** SUPPLIED TEXT follows **

This appears almost a masochist process of control and self imposed discipline, that becomes a tool of both healing and exercising something rooted in the psyche, eventually emerging in the works.
Nevertheless, her concoctions are never completely detached from reality: as she explains, objects often come to her, as the ideas for her works, bringing along a series of stories and meanings they’ve accumulated and can activate a new circle of use and ownership.
In this sense, the artist’s process of conceiving and assembling these sculptures, also becomes a tool for the artist to test a system of interdependence between people, and how relations are directed and driven by a system of exchange of commodities.
Her sculptures are most often the result of a human journey that takes her from carefully selecting them to buying them from people and modifying them with artisan collaborations.
However, she elects to preserve the secrecy of these histories, denying any association with any explicit narration or story: they’re rather presented as symbols in the space, metaphors open to resonate with the different subconscious associations the viewers that will encounter them holding already in their gaze as series of individual and collective memories that will influence the final meaning.
In this way the work of Rebhuhn eventually directly tackles what regulates the relations between language, culture and experience, as all embedded in wider conventional structures.
However, abstracting those objects from both their conventional material and symbolic order and placing them a subtle rhetoric of randomantic encounters and tensions between opposites, Rebhuhn also seems to be following a sort of “Savaged Mind“, meaning an” ‘untamed’ human thought distinct from mind cultivated” which allows her to escape any conventional and rational level of reality.
Other times, however, Rebhuhn decides to make these metaphors so clear and direct, to appear dull: animals and objects are cleverly combined in their physical, symbolic and linguistic stand, to become witnesses of an ongoing human drama, clear signs of an externalized shared trauma.
For instance the artist has used canaries many times, and she admits, she feels like there’s something about that bird that’s so loaded that it almost feels kind of off limits: too direct, about what it means, both in its physical appearance and linguistic associations to its English name.
Her witty assemblages contemplate a more complex simultaneous combination of linguistic meaning and associations, materials misalignments, and psychological activators, that oftentimes titling the works with directives succeeds in creating engaging loops between different senses and orders of reality.
Often elegiac in their tone, severe in their chromatic choices and presence, her works could be seen as relics of a civilization where people and objects already have lost their purpose, or the correlation of sense.
In them, animals substitute humans as in the fables, to turn into universal signs and symptoms of their today too polarized psychological status and qualities.
Characters, setting, events and moral are encapsulated in austere simulacra, that extend their presence well beyond their exterior appearance as a concrete stage, presenting a drama that consists in a condition of always being suspended in a complex and often conflicting physical reality.
Ultimately, Rebhuhn’s inventive assemblages of opposites invite us to embrace the complexity of an inescapable multilayering and pluralism of visions and values that characterize our experience of the world: the reality of human minds and relational dynamics is rarely divided between two clear opposites, between a black and white, a victim and a handsman, but its is rather made of a multilayering of experiences and interpretation and expression.

** End of SUPPLIED TEXT **
** RECORDED DATA follows **

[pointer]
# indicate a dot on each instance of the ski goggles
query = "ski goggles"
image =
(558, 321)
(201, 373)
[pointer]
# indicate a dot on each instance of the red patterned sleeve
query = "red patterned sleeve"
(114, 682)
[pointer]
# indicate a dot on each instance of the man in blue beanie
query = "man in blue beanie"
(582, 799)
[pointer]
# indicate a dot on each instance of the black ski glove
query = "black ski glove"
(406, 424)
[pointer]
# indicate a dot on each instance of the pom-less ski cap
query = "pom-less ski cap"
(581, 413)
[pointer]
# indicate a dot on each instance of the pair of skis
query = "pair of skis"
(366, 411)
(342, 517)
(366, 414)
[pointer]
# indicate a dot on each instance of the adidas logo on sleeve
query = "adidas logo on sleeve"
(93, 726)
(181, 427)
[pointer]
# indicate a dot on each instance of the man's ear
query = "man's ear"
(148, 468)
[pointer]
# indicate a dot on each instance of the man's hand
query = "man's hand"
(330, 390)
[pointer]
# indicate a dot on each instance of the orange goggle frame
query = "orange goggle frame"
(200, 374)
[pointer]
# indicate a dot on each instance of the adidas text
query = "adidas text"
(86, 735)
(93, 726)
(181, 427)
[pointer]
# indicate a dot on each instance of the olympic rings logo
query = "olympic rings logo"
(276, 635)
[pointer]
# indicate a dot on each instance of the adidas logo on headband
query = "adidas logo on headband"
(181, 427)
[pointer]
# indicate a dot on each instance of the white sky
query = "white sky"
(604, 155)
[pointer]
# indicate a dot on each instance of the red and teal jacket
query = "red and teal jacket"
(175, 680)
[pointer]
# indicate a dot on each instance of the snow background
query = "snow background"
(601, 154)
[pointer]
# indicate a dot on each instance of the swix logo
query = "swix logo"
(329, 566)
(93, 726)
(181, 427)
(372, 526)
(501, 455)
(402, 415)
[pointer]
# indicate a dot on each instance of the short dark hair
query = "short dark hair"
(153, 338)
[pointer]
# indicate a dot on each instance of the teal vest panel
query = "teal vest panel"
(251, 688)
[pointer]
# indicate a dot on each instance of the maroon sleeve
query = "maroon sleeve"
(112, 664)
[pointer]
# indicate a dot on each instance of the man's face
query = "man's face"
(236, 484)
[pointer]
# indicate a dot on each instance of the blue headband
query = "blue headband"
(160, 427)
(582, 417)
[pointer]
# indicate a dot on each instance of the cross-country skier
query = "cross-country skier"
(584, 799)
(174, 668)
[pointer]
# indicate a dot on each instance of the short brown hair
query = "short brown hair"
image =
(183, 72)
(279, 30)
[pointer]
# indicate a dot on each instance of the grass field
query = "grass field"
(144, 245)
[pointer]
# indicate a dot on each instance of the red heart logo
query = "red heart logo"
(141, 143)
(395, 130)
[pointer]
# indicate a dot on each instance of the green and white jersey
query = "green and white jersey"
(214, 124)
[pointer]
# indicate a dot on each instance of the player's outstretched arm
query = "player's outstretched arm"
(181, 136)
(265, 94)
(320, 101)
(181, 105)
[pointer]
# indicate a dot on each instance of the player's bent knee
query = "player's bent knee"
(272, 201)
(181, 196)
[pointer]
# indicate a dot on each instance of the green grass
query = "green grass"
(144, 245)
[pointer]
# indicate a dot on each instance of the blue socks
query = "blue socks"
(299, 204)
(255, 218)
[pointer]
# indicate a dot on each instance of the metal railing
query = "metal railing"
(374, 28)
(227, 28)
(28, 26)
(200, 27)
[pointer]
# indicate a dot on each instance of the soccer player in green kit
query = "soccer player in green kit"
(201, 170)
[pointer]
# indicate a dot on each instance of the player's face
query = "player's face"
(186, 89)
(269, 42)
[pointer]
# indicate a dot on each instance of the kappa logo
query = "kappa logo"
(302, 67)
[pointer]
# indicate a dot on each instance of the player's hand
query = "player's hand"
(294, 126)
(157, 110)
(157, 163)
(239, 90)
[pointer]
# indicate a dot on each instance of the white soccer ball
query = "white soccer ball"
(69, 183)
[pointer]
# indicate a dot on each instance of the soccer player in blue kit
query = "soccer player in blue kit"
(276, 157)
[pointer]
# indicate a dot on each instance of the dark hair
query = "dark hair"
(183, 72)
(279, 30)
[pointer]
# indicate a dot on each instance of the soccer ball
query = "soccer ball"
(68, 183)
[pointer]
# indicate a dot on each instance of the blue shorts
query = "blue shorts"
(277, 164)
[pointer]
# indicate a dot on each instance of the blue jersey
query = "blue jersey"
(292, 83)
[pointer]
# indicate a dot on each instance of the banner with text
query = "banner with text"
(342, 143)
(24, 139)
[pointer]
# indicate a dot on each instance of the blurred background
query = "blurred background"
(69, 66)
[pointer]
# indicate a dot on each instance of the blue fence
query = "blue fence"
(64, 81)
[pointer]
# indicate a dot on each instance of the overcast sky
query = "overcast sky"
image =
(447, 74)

** End of RECORDED DATA **

TASK REQUIREMENTS
1/ In the Rebhuhn essay, which bird has the artist used many times?
2/ Copy the Rebhuhn essay starting at "Often elegiac in" and ending at "status and qualities.", and swap "fables" for "myths".
The items have no connection to the Rebhuhn essay.

YOUR RESPONSES
1/ Canaries.

2/
Often elegiac in their tone, severe in their chromatic choices and presence, her works could be seen as relics of a civilization where people and objects already have lost their purpose, or the correlation of sense.
In them, animals substitute humans as in the myths, to turn into universal signs and symptoms of their today too polarized psychological status and qualities.